PROVIDED PASSAGE>

---+---

In the week since the Centers for Disease Control and Prevention updated its school masking guidance, only one of the region’s largest districts has maintained its indoor masking requirement.

A WESA analysis of the 20 largest school districts in six southwestern Pennsylvania counties found that all but Pittsburgh Public Schools have made masking optional both in buildings and on school transportation.

The CDC’s updated guidance says that schools should require masks only when COVID cases and hospitalizations in the area are high. The shift means the agency recommends that most U.S. school districts are safe to go without masks.

The state of Pennsylvania had required universal masking in schools from September through December 2021, under an order from then-Acting Secretary of Health Alison Beam. On Dec. 10, the state Supreme Court struck down that order, saying that Beam did not have the legal authority to issue it.

Three days later, Gov. Tom Wolf announced that Beam had resigned her position. She is now the chief government relations officer at UPMC.

In the weeks after the state order was invalidated, Canon-McMillan, Hempfield, Norwin, Penn-Trafford and Greater Latrobe districts made masks optional. In January and February, before the CDC updated its guidance, Armstrong, Pine-Richland and Moon school districts dropped their mandates.

---+---

WORK TO COMPLETE>
A – Decide whether each statement agrees with the school masking article, answering yes or no and quoting the deciding words: (i) Pittsburgh Public Schools kept masking required; (ii) the state Supreme Court struck down the masking order on Dec. 13; (iii) Moon School District dropped its mandate after the CDC updated its guidance.
B – Copy the school masking article from "The state of" up to and including "dropped their mandates.", swapping "Supreme Court" for "Commonwealth Court".
C – List every school district that the school masking article names as having made masks optional or dropped its mandate.

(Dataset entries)
---+---

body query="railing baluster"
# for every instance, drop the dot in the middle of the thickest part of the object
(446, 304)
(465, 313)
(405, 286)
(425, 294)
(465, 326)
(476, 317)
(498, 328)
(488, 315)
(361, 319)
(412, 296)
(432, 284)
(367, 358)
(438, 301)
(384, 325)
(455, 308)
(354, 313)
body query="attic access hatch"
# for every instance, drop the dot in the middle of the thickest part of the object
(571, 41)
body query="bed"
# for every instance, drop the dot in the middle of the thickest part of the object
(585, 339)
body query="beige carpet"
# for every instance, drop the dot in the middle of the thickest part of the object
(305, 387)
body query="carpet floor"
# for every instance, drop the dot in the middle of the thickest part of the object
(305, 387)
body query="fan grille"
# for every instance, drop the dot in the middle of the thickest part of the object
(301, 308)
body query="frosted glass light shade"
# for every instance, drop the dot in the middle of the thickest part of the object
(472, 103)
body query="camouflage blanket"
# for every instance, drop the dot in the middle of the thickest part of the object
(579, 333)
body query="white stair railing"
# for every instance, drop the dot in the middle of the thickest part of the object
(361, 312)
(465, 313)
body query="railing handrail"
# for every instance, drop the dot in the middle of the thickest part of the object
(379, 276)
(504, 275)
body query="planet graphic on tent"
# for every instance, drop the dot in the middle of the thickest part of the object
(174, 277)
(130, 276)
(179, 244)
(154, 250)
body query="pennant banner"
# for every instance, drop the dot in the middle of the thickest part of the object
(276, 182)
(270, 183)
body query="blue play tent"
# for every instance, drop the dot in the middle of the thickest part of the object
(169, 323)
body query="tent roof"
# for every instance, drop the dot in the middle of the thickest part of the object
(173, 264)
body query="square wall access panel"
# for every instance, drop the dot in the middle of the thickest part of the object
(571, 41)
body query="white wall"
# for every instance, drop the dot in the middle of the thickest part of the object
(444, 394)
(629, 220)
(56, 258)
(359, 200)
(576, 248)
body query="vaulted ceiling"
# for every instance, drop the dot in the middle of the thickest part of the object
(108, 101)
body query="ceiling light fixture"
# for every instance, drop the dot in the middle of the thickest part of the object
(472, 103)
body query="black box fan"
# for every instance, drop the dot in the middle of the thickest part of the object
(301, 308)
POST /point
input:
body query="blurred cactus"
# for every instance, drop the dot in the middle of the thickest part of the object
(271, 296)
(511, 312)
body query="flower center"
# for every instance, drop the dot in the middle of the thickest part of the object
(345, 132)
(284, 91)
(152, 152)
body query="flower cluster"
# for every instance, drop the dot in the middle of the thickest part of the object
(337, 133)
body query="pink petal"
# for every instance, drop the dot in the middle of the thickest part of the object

---+---

SOLUTIONS TO EACH TASK>
A –
(i) Yes: "all but Pittsburgh Public Schools have made masking optional both in buildings and on school transportation."
(ii) No: "On Dec. 10, the state Supreme Court struck down that order"
(iii) No: "In January and February, before the CDC updated its guidance, Armstrong, Pine-Richland and Moon school districts dropped their mandates."

B –
The state of Pennsylvania had required universal masking in schools from September through December 2021, under an order from then-Acting Secretary of Health Alison Beam. On Dec. 10, the state Commonwealth Court struck down that order, saying that Beam did not have the legal authority to issue it.

Three days later, Gov. Tom Wolf announced that Beam had resigned her position. She is now the chief government relations officer at UPMC.

In the weeks after the state order was invalidated, Canon-McMillan, Hempfield, Norwin, Penn-Trafford and Greater Latrobe districts made masks optional. In January and February, before the CDC updated its guidance, Armstrong, Pine-Richland and Moon school districts dropped their mandates.

C – Canon-McMillan, Hempfield, Norwin, Penn-Trafford, Greater Latrobe, Armstrong, Pine-Richland, Moon